#### [SET TASKS]
• A. Based on the garage comments, decide whether each statement agrees with the text, answering yes or no and quoting the deciding words: (i) The commenter who used an Amazon concrete disc chose the 115mm size. (ii) The battens on the wooden fence crumbled after about 20 years. (iii) The commenter who used self leveling on the floor has already put down the epoxy.
• B. Extract the stretch of the garage comments from "Great determination and" through "flatten it further?".
• C. Extend the comment thread about the garage project beyond its final comment.

#### [SOURCE TEXT]
* * * *
Depends on how heavy the beams are but usually ledger bolted to blockwork using sleeve anchor type fixings or epoxy anchors. Thunderbolts might be ok to if blocks sound. You could put a spacer behind but would loose some of the strength. Either just leave it and use well treated wood or perhaps a flashing above the finished structure to cast any rain away from the wall.
@@TheRestorationCouple Thanks Tim, it seems like I have nearly endless possibilities. I might be being too picky for what is a garage wall anyway and treated wood. We did have a wooden fence battened on to a block wall and some of those battens have crumbled into dust in about 12 years which has me worried.
Great determination and a great result, I wasn't that fussy on my garage floor. I used one of those amazon concrete discs too alas the 115mm one, soon killed my old angle grinder so had to buy a new one, shame :-) looking forward to the epoxy, make sure you get enough as they always seem to come up short on coverage. Are you having chips in it?
Hi mate, really liked the video, just had a few questions as I'm currently doing the same, I've used self leveling on the floor, now I need to remove the laitance before I put down the epoxy, was your grinding/sanding aimed at removing this later prior to the epoxy or was it Purley to flatten it further?
I could have just trowelled it smooth from the original pour if I knew what I was doing 4 years back. 😂 This was certainly a stage that shouldn’t have been needed. 👍
I know how it is with doing everything yourself. That's because I lack a dude I can call who thinks this kind of work is fun so I don't have to feel bad about making him work. People like us just don't live close enough to one another :D.
* * * *
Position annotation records
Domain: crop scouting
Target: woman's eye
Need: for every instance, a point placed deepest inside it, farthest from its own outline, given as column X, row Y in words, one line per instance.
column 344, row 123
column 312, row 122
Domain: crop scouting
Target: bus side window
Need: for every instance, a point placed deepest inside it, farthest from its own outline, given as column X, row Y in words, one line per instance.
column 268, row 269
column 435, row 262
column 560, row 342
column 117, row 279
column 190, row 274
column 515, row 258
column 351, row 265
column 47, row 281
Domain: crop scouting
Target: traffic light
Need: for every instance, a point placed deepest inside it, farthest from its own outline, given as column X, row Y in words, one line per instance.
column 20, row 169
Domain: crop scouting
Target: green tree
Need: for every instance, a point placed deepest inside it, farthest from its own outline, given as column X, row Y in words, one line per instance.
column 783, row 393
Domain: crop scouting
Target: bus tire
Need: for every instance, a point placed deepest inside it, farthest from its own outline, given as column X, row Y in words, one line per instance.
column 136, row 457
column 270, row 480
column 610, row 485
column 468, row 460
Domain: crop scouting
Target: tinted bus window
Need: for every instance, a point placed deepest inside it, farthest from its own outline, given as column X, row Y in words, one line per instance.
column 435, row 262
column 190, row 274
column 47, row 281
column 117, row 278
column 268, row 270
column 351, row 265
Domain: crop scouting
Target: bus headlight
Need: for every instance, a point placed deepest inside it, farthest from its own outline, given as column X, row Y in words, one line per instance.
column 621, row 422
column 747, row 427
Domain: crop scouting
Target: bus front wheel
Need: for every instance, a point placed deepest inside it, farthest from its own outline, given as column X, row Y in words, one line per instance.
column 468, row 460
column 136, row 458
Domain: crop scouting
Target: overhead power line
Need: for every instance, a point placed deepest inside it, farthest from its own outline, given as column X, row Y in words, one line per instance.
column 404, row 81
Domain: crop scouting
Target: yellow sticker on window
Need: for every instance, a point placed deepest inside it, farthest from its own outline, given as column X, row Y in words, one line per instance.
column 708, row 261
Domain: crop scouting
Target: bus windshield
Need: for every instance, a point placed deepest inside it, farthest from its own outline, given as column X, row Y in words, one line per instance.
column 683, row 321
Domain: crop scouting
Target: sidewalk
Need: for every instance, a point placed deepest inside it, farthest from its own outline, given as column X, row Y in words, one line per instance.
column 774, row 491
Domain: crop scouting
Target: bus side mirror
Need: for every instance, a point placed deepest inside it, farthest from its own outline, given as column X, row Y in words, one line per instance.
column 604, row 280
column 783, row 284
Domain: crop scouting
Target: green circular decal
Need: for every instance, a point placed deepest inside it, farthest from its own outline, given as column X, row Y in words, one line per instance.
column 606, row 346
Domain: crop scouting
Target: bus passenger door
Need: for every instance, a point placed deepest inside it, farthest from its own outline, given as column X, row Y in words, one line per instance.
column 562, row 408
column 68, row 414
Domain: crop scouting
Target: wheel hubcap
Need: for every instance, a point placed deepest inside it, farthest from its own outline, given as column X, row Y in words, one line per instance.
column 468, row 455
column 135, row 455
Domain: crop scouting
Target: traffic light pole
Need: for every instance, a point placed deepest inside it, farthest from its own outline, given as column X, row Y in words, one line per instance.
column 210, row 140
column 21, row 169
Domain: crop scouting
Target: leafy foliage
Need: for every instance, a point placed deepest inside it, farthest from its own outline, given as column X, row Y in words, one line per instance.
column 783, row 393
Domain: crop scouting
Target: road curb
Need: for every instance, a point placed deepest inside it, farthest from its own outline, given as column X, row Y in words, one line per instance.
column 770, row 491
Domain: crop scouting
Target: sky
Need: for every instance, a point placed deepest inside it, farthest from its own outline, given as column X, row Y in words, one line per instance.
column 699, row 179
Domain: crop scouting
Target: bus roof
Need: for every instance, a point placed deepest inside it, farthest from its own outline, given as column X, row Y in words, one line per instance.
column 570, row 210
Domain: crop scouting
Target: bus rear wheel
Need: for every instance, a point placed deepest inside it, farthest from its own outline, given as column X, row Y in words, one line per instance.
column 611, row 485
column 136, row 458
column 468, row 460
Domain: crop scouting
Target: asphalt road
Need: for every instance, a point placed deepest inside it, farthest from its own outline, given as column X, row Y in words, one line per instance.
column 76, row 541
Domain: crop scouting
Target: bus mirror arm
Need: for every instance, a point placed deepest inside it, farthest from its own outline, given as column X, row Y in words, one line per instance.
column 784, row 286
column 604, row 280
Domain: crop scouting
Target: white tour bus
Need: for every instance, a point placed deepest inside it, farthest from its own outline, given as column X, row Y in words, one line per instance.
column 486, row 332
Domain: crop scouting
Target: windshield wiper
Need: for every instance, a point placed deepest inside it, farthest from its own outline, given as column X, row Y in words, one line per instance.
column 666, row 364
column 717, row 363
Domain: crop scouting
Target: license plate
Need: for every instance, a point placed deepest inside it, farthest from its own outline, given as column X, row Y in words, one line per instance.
* * * *
#### [ANSWERS GIVEN]
• A.
(i) Yes: "I used one of those amazon concrete discs too alas the 115mm one"
(ii) No: "some of those battens have crumbled into dust in about 12 years"
(iii) No: "now I need to remove the laitance before I put down the epoxy"

• B.
Great determination and a great result, I wasn't that fussy on my garage floor. I used one of those amazon concrete discs too alas the 115mm one, soon killed my old angle grinder so had to buy a new one, shame :-) looking forward to the epoxy, make sure you get enough as they always seem to come up short on coverage. Are you having chips in it?
Hi mate, really liked the video, just had a few questions as I'm currently doing the same, I've used self leveling on the floor, now I need to remove the laitance before I put down the epoxy, was your grinding/sanding aimed at removing this later prior to the epoxy or was it Purley to flatten it further?

• C.
Exactly That what I was thinking when I did my garage. Screed or even epoxy can easily chip off . Especially after your sealer on the wet concrete + your grinding and washing off the dust ,no sunmer yet and I bet you didn't dry it out properly before screed... After all that money and labour you will put in that floor... What I did with my floor -- grind it with exactly the same disc and sealed it with drivesay concrete sealer Job done. And now I don't care ..if something chip off(and it will) you can just touch it up with sealer . Watching to much of the youtube made you go that mad with that floor . It just the floor ) I like your idea with kingspan panels tho. I've build the grill house(grillkota) in my garden and made the concrete floor the same way as un my garage just added decorative 5-10mm gravel on the top so when grined you can see the polished concrete,nice . And that sealer on the top . Done
Hi, does the leveller fully bond with the concrete or does it form a ‘laminate’ over the floor? If it does form at laminate, can it crack or delaminates?
I was thinking about wearcote for my garage but chipping off with hammer drop made.me.go with polished concrete and concrete sealer on the top . Cheaaap))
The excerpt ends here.